Task brief >>
Copy the listing from its start through the line containing "556 70 1069 854", both ends included, and shift every bounding box coordinate in the answers up by 37. Leave the requests and their sample coordinates unchanged.

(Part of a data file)
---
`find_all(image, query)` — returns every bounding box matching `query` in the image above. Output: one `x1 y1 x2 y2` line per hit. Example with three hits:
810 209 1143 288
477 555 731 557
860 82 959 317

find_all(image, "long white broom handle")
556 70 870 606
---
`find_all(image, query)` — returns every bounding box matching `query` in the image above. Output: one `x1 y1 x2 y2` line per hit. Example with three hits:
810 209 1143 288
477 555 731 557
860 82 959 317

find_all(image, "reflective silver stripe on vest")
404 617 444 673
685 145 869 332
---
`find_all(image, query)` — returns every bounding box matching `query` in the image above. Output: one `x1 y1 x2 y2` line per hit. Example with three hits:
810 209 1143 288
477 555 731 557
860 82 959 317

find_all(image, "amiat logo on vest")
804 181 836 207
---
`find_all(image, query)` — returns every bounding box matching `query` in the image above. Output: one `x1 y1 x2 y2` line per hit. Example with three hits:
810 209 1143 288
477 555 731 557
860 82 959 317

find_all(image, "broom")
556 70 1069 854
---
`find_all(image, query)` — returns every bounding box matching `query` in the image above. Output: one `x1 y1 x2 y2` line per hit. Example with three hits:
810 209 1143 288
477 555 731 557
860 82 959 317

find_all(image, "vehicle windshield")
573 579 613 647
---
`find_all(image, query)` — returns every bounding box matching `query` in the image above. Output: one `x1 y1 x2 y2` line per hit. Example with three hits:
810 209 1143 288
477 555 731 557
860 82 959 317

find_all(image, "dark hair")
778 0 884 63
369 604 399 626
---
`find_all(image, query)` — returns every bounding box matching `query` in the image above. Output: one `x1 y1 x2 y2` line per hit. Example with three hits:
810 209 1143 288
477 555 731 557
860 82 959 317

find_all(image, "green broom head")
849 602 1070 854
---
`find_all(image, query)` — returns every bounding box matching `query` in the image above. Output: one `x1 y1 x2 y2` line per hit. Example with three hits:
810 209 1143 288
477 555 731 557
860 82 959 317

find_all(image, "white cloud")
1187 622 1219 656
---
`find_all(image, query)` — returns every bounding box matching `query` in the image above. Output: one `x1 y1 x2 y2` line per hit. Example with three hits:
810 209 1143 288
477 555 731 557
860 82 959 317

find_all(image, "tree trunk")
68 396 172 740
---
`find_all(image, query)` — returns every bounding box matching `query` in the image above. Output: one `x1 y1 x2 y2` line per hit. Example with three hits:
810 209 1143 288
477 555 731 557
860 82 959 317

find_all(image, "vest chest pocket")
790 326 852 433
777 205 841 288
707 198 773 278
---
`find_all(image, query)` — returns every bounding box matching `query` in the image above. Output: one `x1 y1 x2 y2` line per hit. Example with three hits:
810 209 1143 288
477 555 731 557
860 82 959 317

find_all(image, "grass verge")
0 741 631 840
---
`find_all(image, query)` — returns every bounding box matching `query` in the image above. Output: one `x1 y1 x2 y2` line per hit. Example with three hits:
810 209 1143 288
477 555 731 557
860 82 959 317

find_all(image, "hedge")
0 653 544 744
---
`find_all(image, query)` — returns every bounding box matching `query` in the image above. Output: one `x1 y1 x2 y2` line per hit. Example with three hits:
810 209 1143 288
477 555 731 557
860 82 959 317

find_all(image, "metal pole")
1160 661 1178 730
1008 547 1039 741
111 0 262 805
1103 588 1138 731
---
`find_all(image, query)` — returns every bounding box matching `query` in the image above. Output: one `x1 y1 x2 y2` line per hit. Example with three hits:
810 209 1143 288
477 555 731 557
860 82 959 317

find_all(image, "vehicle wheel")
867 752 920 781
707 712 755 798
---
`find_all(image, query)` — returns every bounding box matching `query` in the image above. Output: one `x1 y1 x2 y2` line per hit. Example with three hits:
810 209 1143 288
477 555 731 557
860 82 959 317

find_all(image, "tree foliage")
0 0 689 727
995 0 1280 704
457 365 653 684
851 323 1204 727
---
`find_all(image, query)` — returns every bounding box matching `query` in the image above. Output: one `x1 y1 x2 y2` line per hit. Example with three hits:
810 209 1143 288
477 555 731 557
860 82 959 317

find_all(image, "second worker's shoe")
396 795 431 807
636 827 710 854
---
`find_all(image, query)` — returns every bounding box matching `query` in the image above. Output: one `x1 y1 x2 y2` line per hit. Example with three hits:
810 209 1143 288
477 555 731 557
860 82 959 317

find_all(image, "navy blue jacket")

Correct response >>
---
`find_all(image, query)` — returns every bounding box matching `query` in the image above. Output: one `x1 y1 x2 y2` line per hit. Example with three hits:
810 209 1143 288
477 555 731 557
860 82 959 317

find_all(image, "long white broom handle")
593 107 907 643
---
`find_all(image, query)` — returns every bounding box matching `query` in the image above. Output: one `x1 y1 x2 y2` line per hit. Example with three hits:
810 209 1143 288
477 555 731 557
860 82 959 317

find_all(image, "reflective silver stripe on vest")
441 654 481 710
722 182 906 369
---
`find_all(image, query)` — returns every bounding box matching `query` in the image above. Output: one `x1 y1 x2 y2` line per hit. Example with three hits:
810 209 1143 288
477 555 731 557
860 82 959 317

find_all(image, "amiat logo on vest")
841 218 873 244
---
`find_all(image, query)` — returns every bounding box matching `query` in the image above. Output: one `x1 y1 x2 y2` line per hit. Example with three hits:
810 209 1143 288
477 555 731 557
860 82 959 317

find_all(image, "broom")
593 107 1106 891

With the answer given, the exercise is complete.